STUDY QUESTIONS.
[a] In the article on Obama's U.K. visit, list every person named in the sentence that begins "For from Newton and Darwin".
[b] Decide whether each statement agrees with the article on Obama's U.K. visit: (i) McKinnon is accused of breaking into 97 NASA and Defense networks; (ii) Obama's European trip began in France; (iii) Cameron said McKinnon "is now in the hands of the British legal system." Answer yes or no for each and quote the words from the article that decide it.
[c] From the article on Obama's U.K. visit, extract the passage that starts with "Interestingly, Obama was" and continues up to and including "innovation and discovery.".

PAGE EXTRACT.
▽

President Obama's European trip this week began in the United Kingdom and while there, he focused some attention on science and technology issues of global interest.
In a joint press conference, United Kingdom Prime Minister David Cameron and Obama both spoke on a key collaboration initiative between the two nations: Science education. Obama spoke in generalities, but called science education "critical to our future prosperity" and said that the U.S. and U.K could continue to emphasize "investments in education, science, technology, infrastructure -- things that help our economies grow"
Interestingly, Obama was asked about the extradition case of Gary McKinnon. McKinnon, a Scottish hacker accused of breaking into 97 NASA and Defense networks, is alleged to have deleted several critical files from government operating systems. Obama said McKinnon "is now in the hands of the British legal system," though Cameron said the U.K must follow "the proper processes and make sure this case is dealt with in the proper way."
During an historic speech to Parliament, Obama also mentioned the changing landscape of the 21st Century, including business and scientific innovation and discovery.
That gives nations like the United States and the United Kingdom an inherent advantage. For from Newton and Darwin to Edison and Einstein, from Alan Turing to Steve Jobs, we have led the world in our commitment to science and cutting-edge research, the discovery of new medicines and technologies. We educate our citizens and train our workers in the best colleges and universities on Earth. But to maintain this advantage in a world that's more competitive than ever, we will have to redouble our investments in science and engineering, and renew our national commitments to educating our workforces.

△

RECORDS.
▽

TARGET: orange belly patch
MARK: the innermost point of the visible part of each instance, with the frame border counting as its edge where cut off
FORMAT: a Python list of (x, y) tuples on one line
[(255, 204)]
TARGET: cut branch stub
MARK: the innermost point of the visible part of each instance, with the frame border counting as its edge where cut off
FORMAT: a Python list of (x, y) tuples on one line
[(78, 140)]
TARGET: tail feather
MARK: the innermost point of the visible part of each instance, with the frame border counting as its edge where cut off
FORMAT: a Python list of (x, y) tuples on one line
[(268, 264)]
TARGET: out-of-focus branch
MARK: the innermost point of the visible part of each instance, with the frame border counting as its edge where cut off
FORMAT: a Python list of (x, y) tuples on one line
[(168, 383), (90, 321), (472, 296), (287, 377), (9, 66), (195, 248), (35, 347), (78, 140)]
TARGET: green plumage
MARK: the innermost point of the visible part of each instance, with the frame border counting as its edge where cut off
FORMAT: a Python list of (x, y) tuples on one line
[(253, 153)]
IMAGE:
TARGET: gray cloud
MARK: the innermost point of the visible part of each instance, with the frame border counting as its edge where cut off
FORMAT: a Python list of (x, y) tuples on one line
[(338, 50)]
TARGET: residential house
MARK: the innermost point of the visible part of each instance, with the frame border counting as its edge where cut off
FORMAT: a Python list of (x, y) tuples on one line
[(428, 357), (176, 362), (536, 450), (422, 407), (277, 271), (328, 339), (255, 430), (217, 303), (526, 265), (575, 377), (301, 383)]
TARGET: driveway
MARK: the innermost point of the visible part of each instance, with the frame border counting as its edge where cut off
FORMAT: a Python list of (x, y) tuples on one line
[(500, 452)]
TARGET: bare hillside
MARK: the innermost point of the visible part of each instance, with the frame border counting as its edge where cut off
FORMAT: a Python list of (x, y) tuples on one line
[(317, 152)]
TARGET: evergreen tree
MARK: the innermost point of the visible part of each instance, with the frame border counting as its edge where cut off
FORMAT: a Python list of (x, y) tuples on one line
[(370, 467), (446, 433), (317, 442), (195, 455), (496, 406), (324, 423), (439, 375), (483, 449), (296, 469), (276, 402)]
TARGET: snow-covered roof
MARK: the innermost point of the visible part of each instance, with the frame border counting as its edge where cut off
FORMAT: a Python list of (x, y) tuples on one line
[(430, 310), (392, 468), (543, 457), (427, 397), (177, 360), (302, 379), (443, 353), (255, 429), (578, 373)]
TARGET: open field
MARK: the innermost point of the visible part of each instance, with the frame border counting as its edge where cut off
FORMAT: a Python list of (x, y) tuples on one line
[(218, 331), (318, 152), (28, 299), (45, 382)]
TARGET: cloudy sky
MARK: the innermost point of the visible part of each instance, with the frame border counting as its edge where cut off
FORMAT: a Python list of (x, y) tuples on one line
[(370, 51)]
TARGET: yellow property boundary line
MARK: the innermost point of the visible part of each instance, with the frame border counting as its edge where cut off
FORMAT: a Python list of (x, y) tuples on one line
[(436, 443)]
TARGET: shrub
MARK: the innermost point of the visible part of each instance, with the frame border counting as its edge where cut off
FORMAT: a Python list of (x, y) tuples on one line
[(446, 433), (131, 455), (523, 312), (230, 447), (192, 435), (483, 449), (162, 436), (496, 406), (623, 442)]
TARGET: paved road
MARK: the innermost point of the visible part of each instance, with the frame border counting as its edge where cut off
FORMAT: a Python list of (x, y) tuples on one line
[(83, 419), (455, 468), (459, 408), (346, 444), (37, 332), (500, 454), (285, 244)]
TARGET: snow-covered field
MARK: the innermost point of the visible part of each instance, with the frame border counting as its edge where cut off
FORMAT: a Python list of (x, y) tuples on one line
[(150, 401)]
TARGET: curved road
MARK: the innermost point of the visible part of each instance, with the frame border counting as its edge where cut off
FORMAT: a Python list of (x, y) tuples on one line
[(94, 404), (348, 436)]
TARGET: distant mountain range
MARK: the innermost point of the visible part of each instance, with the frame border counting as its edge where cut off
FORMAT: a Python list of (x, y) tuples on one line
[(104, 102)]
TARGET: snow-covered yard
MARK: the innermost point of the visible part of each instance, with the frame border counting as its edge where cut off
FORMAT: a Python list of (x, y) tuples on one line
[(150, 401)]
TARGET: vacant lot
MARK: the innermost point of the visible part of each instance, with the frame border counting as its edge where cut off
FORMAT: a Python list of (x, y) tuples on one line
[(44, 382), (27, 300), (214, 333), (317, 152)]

△

TASK SOLUTIONS.
[a] Newton, Darwin, Edison, Einstein, Alan Turing, Steve Jobs

[b]
(i) Yes: "McKinnon, a Scottish hacker accused of breaking into 97 NASA and Defense networks"
(ii) No: "President Obama's European trip this week began in the United Kingdom"
(iii) No: "Obama said McKinnon "is now in the hands of the British legal system,""

[c]
Interestingly, Obama was asked about the extradition case of Gary McKinnon. McKinnon, a Scottish hacker accused of breaking into 97 NASA and Defense networks, is alleged to have deleted several critical files from government operating systems. Obama said McKinnon "is now in the hands of the British legal system," though Cameron said the U.K must follow "the proper processes and make sure this case is dealt with in the proper way."
During an historic speech to Parliament, Obama also mentioned the changing landscape of the 21st Century, including business and scientific innovation and discovery.